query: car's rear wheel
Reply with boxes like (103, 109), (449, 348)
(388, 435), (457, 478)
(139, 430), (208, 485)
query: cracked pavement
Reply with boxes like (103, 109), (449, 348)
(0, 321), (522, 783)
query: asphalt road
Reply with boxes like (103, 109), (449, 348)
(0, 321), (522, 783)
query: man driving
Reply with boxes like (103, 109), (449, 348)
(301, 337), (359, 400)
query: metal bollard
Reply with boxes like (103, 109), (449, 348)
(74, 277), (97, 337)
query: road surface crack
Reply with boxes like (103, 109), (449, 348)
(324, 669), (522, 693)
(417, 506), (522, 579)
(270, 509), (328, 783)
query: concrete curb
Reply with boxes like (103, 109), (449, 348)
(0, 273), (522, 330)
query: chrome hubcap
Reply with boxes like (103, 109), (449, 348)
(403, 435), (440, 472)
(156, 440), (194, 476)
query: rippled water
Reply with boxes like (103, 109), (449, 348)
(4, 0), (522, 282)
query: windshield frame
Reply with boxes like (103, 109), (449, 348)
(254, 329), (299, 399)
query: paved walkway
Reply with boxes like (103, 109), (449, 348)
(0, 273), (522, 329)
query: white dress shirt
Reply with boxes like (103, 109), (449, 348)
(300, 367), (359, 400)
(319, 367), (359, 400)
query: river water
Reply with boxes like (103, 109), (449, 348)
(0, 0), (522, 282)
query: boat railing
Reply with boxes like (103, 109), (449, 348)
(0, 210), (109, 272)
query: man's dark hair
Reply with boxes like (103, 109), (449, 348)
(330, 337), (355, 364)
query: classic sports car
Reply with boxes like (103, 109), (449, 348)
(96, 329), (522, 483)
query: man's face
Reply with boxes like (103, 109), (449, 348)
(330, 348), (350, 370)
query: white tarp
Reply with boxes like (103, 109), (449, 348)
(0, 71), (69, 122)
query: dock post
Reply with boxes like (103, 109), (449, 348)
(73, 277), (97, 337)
◆ ◆ ◆ ◆
Scale everything in the material from the line containing "query: man's face" down to the end of the material. Reproduce those lines, requests included, with each box coordinate in the answers multiplied by 0.7 and rounded to a whole number (halves up), and leave the numbers in the requests and their format samples unchanged.

query: man's face
Reply with boxes like (103, 109), (449, 348)
(231, 244), (245, 259)
query: white tarp
Reply with boxes like (103, 109), (449, 348)
(0, 50), (48, 85)
query: dock post
Reply with boxes like (103, 109), (449, 348)
(51, 194), (68, 236)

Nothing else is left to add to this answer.